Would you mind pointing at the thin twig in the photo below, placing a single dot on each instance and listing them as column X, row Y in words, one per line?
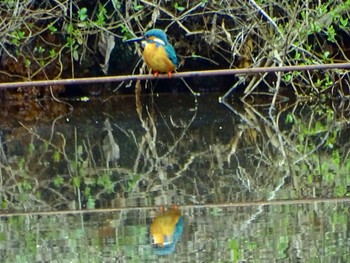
column 187, row 74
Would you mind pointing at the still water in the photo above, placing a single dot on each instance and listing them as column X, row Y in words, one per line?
column 253, row 183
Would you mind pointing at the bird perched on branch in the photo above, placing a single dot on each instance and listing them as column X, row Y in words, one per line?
column 158, row 53
column 166, row 230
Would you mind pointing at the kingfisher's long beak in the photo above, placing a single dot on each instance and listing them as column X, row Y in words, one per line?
column 136, row 39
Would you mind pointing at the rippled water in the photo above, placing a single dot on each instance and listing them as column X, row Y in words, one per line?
column 124, row 157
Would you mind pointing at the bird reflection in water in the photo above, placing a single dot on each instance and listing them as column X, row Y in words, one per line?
column 166, row 230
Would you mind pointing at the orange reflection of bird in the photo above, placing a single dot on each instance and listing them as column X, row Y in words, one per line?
column 166, row 229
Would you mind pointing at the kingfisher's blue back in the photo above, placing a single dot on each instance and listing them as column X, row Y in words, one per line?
column 158, row 53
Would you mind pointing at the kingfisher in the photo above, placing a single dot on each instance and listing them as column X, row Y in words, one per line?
column 158, row 53
column 166, row 230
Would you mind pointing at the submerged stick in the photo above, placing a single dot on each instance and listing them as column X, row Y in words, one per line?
column 187, row 74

● Task objective
Turn every line of the entries above into a numbered list, one line per number, skipping any blank lines and leaving out the picture.

● Task response
1. Would you mind pointing at the thin twig in the photo below, placing a single dot on each instance and listing them as column X, row Y in words, one per line?
2. column 187, row 74
3. Would you mind pointing at the still water in the photo above, placing a single dot on each instance and listing them as column X, row Y in words, one per line?
4. column 253, row 183
5. Would you mind pointing at the bird perched on branch in the photo above, placing a single dot on each instance and listing them as column X, row Y in words, one per line?
6. column 158, row 53
7. column 166, row 230
8. Would you mind pointing at the kingfisher's long beak in the photo above, placing a single dot on each instance and listing them as column X, row Y in words, one per line?
9. column 136, row 39
10. Would you mind pointing at the rippled water in the photo above, placing a single dot on each instance and listing them as column X, row Y in words, one per line?
11. column 124, row 157
12. Would you mind pointing at the bird reflection in water in the photo above, placing a single dot on each instance and listing them as column X, row Y in words, one per line?
13. column 166, row 230
14. Would you mind pointing at the orange reflection of bird in the photo above, placing a single dot on each instance and listing them as column X, row Y in words, one per line?
15. column 166, row 229
16. Would you mind pointing at the kingfisher's blue back in the photo above, placing a single dot on each instance and listing them as column X, row Y in words, one per line?
17. column 158, row 53
18. Would you mind pointing at the kingfisher in the photo above, placing a single dot on each instance and listing them as column X, row Y in words, one per line?
19. column 158, row 53
20. column 166, row 230
21. Would you mind pointing at the submerged stick in the photo above, placing a single dot on each instance and listing them as column X, row Y in words, one per line?
22. column 187, row 74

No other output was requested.